Update the data from the line that has "If you could spot the pool ladder" through the line that has "column 403, row 426", changing "curved handrail" to "rounded railing" and leaving all else unchanged. Return only those lines.

● **Record set**
##########

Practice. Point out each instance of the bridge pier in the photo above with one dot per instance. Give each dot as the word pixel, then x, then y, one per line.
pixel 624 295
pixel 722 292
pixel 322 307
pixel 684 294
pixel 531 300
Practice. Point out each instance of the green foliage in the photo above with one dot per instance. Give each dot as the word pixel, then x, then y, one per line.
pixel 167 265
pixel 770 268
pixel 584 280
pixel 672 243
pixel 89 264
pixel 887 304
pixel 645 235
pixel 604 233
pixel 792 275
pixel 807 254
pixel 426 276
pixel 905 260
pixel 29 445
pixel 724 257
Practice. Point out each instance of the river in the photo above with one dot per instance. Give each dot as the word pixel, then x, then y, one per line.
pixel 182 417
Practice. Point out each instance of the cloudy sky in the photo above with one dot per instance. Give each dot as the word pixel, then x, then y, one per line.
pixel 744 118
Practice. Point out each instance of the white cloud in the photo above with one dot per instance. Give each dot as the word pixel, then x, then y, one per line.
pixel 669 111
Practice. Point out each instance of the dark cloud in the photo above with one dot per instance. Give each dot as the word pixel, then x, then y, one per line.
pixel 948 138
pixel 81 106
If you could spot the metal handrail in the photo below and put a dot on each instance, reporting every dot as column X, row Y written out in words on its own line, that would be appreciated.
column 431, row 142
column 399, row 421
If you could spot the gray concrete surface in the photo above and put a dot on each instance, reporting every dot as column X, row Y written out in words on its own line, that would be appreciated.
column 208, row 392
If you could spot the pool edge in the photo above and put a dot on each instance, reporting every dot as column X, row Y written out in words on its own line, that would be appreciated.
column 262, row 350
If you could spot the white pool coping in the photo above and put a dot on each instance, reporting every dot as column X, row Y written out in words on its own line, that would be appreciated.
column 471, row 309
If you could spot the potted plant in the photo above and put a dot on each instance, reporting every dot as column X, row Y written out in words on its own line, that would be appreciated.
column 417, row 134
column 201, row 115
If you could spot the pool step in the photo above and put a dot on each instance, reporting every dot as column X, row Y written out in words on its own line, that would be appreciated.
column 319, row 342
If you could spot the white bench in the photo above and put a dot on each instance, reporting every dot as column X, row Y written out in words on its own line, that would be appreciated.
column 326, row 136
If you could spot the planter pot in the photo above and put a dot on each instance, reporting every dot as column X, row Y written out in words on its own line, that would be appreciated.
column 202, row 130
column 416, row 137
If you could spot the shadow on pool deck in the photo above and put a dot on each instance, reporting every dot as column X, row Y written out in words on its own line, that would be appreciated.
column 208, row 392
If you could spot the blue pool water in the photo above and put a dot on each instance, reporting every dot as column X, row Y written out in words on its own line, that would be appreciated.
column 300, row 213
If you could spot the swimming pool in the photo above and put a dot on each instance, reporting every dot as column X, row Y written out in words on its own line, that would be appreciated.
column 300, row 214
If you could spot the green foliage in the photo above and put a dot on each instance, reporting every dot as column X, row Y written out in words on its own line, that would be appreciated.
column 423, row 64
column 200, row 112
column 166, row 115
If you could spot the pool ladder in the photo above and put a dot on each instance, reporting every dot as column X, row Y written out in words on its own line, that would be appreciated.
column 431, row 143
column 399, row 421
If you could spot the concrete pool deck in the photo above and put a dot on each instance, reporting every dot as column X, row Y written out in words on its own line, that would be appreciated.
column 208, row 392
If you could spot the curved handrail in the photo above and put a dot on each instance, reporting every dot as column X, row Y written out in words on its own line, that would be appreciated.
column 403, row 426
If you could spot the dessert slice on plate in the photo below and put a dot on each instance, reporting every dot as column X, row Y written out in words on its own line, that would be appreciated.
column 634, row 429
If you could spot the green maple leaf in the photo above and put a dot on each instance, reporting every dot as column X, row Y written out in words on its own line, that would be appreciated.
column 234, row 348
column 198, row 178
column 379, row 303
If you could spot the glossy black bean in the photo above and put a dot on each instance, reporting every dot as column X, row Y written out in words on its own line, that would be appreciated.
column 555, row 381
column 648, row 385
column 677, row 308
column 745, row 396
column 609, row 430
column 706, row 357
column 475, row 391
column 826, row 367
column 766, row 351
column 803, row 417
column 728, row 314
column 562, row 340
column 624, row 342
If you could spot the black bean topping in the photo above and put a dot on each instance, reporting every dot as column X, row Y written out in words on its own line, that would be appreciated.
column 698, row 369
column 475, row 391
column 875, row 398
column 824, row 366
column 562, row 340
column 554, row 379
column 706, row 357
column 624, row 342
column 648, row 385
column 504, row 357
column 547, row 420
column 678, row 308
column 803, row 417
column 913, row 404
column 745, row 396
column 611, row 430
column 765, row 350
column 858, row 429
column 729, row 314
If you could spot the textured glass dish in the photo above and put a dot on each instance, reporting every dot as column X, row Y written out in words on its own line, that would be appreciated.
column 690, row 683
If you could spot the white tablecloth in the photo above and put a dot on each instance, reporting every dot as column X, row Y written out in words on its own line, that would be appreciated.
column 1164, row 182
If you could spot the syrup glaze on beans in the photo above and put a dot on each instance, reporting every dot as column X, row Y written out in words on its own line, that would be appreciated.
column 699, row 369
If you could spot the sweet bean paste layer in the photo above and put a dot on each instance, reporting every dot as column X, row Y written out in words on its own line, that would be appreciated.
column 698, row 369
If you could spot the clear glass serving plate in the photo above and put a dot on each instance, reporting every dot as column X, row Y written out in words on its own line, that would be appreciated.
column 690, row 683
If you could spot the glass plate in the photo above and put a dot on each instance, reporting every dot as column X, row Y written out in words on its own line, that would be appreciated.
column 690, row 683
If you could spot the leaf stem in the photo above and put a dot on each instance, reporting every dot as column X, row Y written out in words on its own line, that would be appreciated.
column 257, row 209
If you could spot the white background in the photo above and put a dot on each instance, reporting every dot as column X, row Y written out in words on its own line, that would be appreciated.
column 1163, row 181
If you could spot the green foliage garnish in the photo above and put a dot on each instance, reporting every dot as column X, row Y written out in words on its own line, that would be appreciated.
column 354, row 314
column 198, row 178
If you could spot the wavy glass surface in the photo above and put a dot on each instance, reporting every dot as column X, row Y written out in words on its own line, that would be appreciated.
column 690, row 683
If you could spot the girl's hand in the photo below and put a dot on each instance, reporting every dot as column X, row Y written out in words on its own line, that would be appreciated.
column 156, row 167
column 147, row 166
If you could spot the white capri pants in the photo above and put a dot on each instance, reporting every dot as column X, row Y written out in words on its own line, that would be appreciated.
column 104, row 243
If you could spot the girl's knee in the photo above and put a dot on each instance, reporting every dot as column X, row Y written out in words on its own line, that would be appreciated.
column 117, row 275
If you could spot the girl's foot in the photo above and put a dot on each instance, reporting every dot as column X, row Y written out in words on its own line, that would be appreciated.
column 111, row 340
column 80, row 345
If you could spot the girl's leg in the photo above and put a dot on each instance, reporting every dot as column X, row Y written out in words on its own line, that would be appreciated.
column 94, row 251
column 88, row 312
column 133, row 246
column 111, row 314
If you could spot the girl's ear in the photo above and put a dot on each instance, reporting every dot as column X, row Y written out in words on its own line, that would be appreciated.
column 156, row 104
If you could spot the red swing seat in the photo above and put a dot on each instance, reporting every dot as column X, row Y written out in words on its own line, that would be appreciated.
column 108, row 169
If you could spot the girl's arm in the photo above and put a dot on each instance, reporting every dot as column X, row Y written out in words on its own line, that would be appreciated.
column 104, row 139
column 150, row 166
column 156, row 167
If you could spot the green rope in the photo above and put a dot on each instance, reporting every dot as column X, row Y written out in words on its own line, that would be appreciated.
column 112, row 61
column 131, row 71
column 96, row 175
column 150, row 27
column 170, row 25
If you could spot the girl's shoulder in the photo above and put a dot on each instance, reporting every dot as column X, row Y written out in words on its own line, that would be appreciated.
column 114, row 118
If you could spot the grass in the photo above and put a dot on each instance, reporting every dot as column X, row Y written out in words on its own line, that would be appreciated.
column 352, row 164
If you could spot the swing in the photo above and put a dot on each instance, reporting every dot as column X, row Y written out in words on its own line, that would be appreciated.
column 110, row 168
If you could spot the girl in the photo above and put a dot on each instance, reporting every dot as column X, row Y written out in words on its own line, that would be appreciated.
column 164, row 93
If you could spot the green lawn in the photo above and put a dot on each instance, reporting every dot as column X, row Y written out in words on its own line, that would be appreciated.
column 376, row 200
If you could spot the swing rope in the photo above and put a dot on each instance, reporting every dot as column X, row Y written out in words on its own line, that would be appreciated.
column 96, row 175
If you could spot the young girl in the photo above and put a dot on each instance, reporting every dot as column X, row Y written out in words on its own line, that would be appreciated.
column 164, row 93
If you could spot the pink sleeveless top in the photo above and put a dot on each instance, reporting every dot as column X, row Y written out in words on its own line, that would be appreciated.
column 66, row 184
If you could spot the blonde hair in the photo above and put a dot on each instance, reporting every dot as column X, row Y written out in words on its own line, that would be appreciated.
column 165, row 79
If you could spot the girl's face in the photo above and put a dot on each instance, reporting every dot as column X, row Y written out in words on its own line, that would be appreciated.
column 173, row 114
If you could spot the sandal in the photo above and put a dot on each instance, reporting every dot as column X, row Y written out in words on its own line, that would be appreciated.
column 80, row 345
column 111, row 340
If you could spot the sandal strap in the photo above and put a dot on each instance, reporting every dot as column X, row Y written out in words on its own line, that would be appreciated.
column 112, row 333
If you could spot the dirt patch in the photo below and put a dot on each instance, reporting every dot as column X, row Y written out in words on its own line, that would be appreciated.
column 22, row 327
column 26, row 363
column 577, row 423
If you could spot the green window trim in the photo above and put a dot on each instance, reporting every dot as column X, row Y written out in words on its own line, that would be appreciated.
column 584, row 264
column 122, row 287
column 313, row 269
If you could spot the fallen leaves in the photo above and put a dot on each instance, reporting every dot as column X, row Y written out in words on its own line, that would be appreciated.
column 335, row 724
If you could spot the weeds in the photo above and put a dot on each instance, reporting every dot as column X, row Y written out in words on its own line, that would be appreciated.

##########

● **Problem solution**
If you could spot the pool ladder in the photo above and put a dot on each instance, reporting every dot as column X, row Y written out in words on its own line, that would be appreciated.
column 431, row 143
column 399, row 421
If you could spot the concrete pool deck in the photo above and put a dot on each instance, reporting every dot as column X, row Y written out in words on its own line, that would be appreciated.
column 208, row 392
If you could spot the rounded railing in the photo above and put a dot on each instance, reporting every dot as column X, row Y written out in words on its own line, that would be appreciated.
column 403, row 426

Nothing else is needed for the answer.